══ DATA FOR ANALYSIS ══
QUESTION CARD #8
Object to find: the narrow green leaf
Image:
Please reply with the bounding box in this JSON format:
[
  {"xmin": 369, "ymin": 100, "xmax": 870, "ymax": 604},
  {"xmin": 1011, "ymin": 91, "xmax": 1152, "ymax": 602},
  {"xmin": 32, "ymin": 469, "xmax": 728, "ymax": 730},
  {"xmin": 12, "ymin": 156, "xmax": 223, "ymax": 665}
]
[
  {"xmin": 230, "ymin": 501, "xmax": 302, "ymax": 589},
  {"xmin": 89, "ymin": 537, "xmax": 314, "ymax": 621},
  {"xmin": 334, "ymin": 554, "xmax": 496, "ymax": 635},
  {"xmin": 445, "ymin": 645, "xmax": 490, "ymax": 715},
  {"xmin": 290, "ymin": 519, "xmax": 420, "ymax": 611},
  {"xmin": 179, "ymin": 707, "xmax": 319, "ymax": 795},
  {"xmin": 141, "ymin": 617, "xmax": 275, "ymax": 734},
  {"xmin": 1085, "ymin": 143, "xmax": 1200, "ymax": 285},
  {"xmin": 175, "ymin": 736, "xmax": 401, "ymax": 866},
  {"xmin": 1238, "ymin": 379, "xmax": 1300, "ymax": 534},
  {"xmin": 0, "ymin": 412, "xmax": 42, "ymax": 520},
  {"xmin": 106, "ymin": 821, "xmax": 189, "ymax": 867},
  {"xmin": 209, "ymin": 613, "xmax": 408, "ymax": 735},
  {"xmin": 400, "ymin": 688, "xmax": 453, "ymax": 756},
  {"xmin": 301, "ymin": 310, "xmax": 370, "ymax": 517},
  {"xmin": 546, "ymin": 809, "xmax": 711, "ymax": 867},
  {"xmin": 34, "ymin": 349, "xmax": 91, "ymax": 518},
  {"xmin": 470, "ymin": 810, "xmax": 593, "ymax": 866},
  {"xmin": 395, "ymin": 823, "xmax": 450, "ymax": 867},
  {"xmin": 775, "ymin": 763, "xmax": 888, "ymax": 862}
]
═══
:: WORK TO BE COMPLETED ::
Each of the entries must be set down again exactly.

:: EXERCISE SOLUTION ::
QUESTION CARD #8
Object to find: the narrow green leaf
Image:
Please reply with the bounding box in this JSON format:
[
  {"xmin": 369, "ymin": 100, "xmax": 870, "ymax": 604},
  {"xmin": 1011, "ymin": 91, "xmax": 1152, "ymax": 602},
  {"xmin": 32, "ymin": 469, "xmax": 728, "ymax": 730},
  {"xmin": 12, "ymin": 156, "xmax": 223, "ymax": 665}
]
[
  {"xmin": 230, "ymin": 501, "xmax": 302, "ymax": 589},
  {"xmin": 89, "ymin": 537, "xmax": 314, "ymax": 621},
  {"xmin": 334, "ymin": 554, "xmax": 496, "ymax": 635},
  {"xmin": 445, "ymin": 645, "xmax": 490, "ymax": 715},
  {"xmin": 290, "ymin": 519, "xmax": 420, "ymax": 611},
  {"xmin": 179, "ymin": 707, "xmax": 319, "ymax": 795},
  {"xmin": 141, "ymin": 617, "xmax": 275, "ymax": 734},
  {"xmin": 1085, "ymin": 143, "xmax": 1200, "ymax": 285},
  {"xmin": 175, "ymin": 736, "xmax": 401, "ymax": 866},
  {"xmin": 1238, "ymin": 379, "xmax": 1300, "ymax": 534},
  {"xmin": 0, "ymin": 412, "xmax": 42, "ymax": 520},
  {"xmin": 106, "ymin": 821, "xmax": 189, "ymax": 867},
  {"xmin": 209, "ymin": 613, "xmax": 408, "ymax": 735},
  {"xmin": 400, "ymin": 688, "xmax": 453, "ymax": 756},
  {"xmin": 301, "ymin": 310, "xmax": 370, "ymax": 517},
  {"xmin": 546, "ymin": 809, "xmax": 711, "ymax": 867},
  {"xmin": 34, "ymin": 349, "xmax": 91, "ymax": 518},
  {"xmin": 470, "ymin": 810, "xmax": 593, "ymax": 866},
  {"xmin": 395, "ymin": 823, "xmax": 450, "ymax": 867},
  {"xmin": 775, "ymin": 763, "xmax": 888, "ymax": 862}
]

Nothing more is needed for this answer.